• Aim of the exercise:
Put the data, everything from the line containing "Expected behaviour: for every instance of the gravel" down to the line containing "x=155 y=104", into a two-column CSV with the header instruction,points. Give one row for each text and its answer, with each value in a single quoted field and line breaks replaced by spaces.

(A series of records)
──────────
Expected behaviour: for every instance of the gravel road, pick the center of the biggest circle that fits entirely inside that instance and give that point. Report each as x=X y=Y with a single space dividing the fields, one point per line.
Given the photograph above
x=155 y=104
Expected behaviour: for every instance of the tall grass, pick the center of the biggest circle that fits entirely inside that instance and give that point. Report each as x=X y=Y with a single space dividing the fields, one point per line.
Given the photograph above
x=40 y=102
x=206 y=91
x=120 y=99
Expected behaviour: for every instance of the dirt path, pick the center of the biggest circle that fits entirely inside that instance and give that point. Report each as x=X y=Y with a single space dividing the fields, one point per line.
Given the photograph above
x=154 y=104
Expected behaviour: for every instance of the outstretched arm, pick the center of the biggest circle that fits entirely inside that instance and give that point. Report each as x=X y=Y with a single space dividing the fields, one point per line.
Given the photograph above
──────────
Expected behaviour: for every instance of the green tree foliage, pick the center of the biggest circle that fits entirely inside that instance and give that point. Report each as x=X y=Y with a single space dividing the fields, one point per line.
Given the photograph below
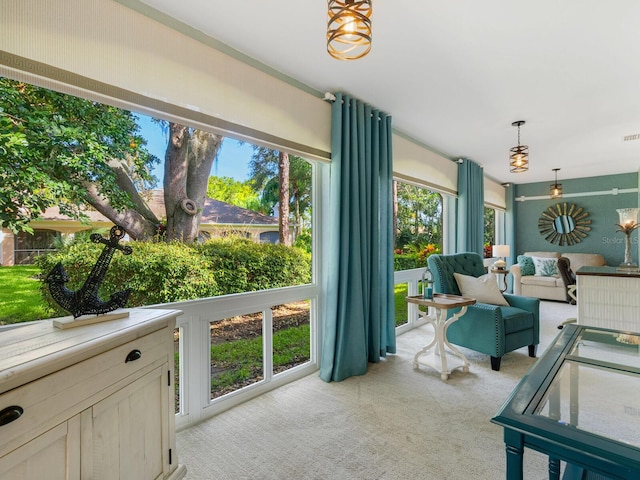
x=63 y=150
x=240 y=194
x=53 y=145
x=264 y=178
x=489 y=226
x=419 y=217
──────────
• Output below:
instruction,points
"Expected behaviour: for every instance of the gravel road, pick the center of the biggest circle that fits entirely inside that instance and give that point. Report each as x=X y=Y with a single space dividing the fields, one point per line. Given the photograph above","x=155 y=104"